**BRANO SCELTO**
===============

Metrocubo d'Infinito in un Cubo Specchiante
Cortile di Palazzo Strozzi, Fondazione Palazzo Strozzi, Firenze
... M.P. - E' una opportunità unica quella di creare con una mia opera in un ambiente come questo.
Che eliminando poi la dimensione del possesso rimane un "opera aperta" !
Si tratta di un cubo, opaco all'esterno che si apre internamente con questa esperienza della moltiplicazione all'infinito di sé.
Un cubo realizzato con degli specchi non può far altro che moltiplicare all'infinito - Così che
lo spazio quadrato, articolato, risulta fantasmagorico. E sebbene la precisone dell'infinito
non può essere che riferita ad uno stato materiale è tuttavia comprensibile l'esistenza di un infinito che è matematicamente tangibile e realizzabile.
L'idea di questo cubo è una conseguenza di un lavoro realizzato nel 76' - parte di una serie chiamata "oggetti in meno" forse perché l'oggetto esiste ma scompare nella differenza additiva o sottrattiva della materia.
La situazione speculare fa si che tutta la materia che si riflette e si moltiplica, diventa più e nello stesso tempo è intangibile.
Quindi appena entrati nel grande cubo si noterà il "Metro cubo" - il cubo di specchi rivolto all'interno. E' un cubo che fa si che gli specchi si riflettano tra di loro - quantunque questo sia celato alla nostra vista
Possiamo solo immaginarlo internamente, ne viviamo l'esperienza della in tangibilità, visiva.

===============

**RIGHE DI DATI**
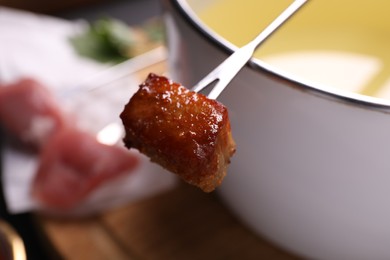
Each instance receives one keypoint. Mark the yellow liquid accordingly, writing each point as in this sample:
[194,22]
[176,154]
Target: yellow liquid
[339,43]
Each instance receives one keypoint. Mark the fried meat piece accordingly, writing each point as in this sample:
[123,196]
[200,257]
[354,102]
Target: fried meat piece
[183,131]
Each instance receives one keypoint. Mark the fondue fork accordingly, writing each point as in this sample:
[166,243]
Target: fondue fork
[229,68]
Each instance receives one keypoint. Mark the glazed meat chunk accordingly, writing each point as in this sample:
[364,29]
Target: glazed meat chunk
[183,131]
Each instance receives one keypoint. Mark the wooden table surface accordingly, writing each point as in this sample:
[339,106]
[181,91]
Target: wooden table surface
[182,223]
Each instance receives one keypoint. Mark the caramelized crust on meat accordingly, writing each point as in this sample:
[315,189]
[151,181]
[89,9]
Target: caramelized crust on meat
[183,131]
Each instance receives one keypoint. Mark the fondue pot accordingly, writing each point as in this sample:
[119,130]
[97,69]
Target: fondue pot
[312,167]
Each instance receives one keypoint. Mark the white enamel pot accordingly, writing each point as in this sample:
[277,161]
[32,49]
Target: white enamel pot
[312,167]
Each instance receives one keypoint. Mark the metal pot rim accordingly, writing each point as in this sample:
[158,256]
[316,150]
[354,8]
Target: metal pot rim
[354,99]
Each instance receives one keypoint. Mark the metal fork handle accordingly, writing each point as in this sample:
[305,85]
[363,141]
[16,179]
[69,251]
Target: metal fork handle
[228,69]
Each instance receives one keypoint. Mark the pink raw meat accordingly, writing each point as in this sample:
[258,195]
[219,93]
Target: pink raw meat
[29,111]
[73,163]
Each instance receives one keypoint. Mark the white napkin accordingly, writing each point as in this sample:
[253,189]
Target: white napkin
[37,46]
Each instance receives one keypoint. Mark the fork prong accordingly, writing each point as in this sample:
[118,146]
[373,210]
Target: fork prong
[227,70]
[204,83]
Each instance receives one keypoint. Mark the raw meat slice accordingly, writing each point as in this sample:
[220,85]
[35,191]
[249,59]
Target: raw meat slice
[30,112]
[73,164]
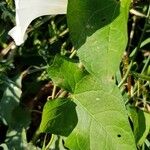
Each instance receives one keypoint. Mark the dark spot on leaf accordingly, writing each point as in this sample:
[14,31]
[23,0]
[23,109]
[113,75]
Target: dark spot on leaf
[119,135]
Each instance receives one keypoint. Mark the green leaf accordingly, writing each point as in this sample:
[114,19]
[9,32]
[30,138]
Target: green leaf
[102,119]
[16,117]
[65,73]
[141,125]
[59,117]
[10,99]
[103,25]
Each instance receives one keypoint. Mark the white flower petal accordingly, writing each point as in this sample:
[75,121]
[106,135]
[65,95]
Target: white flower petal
[28,10]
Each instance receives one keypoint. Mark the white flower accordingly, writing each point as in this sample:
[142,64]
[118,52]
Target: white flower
[28,10]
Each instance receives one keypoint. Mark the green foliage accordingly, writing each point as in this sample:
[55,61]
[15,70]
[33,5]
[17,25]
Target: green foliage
[59,117]
[65,73]
[54,98]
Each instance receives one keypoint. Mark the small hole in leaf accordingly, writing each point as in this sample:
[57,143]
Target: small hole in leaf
[119,135]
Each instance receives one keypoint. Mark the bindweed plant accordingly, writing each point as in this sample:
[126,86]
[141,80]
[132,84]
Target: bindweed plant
[94,96]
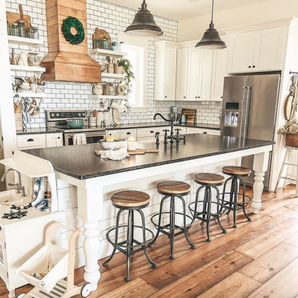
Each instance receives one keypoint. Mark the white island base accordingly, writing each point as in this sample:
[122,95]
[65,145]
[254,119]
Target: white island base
[97,214]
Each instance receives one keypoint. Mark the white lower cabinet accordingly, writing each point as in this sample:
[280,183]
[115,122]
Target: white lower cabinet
[208,131]
[35,141]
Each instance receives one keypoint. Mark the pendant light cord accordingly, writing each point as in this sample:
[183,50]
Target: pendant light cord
[211,11]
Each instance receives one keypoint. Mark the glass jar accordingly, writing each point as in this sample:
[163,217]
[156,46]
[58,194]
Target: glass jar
[22,29]
[8,29]
[105,43]
[96,44]
[114,46]
[33,33]
[15,29]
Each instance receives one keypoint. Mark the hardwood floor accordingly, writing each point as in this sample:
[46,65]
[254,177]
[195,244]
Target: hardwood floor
[258,259]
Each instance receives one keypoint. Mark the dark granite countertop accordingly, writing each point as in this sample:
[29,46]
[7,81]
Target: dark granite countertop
[81,162]
[121,126]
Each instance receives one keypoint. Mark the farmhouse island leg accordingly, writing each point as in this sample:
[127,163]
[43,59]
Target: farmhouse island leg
[260,167]
[90,206]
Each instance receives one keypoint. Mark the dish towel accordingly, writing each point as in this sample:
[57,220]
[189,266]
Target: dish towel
[79,139]
[119,154]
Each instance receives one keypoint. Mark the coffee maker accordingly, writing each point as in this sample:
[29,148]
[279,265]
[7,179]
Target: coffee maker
[174,115]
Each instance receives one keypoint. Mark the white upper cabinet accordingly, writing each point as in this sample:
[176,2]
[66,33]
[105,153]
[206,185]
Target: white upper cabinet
[182,73]
[255,51]
[165,71]
[219,71]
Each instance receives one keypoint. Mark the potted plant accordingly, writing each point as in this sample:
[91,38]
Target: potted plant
[290,130]
[129,76]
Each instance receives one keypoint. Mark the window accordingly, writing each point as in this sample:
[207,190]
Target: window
[136,49]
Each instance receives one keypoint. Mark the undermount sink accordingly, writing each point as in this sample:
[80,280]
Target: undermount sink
[10,196]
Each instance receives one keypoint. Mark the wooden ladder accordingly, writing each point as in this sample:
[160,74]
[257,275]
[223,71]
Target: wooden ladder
[286,163]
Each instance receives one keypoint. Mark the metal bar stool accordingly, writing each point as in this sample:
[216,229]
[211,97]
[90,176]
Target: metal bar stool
[208,181]
[173,190]
[131,201]
[233,203]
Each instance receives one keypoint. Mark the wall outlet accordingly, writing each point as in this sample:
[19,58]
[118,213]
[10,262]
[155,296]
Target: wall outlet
[67,204]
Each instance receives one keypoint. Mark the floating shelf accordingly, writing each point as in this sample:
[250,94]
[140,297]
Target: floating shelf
[107,97]
[102,52]
[24,41]
[29,94]
[27,68]
[112,75]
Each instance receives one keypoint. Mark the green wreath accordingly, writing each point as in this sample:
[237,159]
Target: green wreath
[67,25]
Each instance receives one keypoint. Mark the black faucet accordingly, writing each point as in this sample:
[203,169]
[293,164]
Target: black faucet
[171,137]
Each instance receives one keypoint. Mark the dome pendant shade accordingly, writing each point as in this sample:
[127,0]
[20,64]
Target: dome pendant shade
[144,24]
[211,39]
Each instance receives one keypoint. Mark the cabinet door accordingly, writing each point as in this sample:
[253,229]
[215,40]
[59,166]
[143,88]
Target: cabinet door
[269,46]
[219,72]
[182,72]
[169,74]
[54,139]
[240,52]
[206,75]
[194,74]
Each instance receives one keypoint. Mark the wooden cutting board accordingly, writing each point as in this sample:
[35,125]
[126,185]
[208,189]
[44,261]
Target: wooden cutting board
[190,115]
[142,151]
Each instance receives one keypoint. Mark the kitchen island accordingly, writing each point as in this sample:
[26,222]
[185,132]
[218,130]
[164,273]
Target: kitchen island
[96,179]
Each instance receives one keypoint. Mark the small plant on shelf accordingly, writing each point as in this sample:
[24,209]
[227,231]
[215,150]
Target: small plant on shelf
[129,76]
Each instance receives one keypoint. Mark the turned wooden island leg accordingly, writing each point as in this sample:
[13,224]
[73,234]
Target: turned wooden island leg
[90,206]
[260,167]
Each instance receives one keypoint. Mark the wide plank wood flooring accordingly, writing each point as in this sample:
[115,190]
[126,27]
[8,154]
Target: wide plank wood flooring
[258,259]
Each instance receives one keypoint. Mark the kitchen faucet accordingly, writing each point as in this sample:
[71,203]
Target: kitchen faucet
[171,137]
[18,185]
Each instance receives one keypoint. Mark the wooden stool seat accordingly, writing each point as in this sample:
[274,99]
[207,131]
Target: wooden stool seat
[209,179]
[130,198]
[234,170]
[173,187]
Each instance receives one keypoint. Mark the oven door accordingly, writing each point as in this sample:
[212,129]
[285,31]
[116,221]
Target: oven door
[91,137]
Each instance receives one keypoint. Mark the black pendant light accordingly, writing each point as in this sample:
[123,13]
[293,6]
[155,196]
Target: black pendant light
[211,39]
[144,24]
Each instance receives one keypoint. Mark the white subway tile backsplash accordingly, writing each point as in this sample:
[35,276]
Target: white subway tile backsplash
[114,19]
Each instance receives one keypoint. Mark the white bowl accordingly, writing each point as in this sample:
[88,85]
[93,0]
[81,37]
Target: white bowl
[115,145]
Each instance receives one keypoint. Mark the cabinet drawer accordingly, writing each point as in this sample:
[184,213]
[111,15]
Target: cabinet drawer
[149,132]
[31,141]
[126,133]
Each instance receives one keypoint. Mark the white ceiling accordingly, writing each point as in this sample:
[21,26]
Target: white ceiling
[185,9]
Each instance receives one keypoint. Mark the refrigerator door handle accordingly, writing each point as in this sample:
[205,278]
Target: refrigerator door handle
[242,112]
[246,111]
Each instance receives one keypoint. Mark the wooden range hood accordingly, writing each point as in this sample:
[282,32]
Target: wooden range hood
[67,62]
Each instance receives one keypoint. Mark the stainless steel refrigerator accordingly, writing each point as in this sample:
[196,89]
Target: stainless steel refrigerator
[249,111]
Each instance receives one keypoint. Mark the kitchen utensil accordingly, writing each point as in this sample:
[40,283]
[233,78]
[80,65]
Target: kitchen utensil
[111,145]
[75,123]
[97,89]
[22,19]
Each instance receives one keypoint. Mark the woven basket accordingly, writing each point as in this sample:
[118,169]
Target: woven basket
[292,140]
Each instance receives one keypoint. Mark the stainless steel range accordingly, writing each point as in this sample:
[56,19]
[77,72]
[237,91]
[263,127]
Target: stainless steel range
[58,119]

===============

**OBIETTIVO DELL'ESERCIZIO**
Riscrivi il brano scelto da "Quindi appena entrati" a "in tangibilità, visiva.", mettendo "vasto cubo" al posto di "grande cubo". Le righe provengono da un'altra fonte rispetto al brano.

**RISULTATO DEL COMPITO**
Quindi appena entrati nel vasto cubo si noterà il "Metro cubo" - il cubo di specchi rivolto all'interno. E' un cubo che fa si che gli specchi si riflettano tra di loro - quantunque questo sia celato alla nostra vista
Possiamo solo immaginarlo internamente, ne viviamo l'esperienza della in tangibilità, visiva.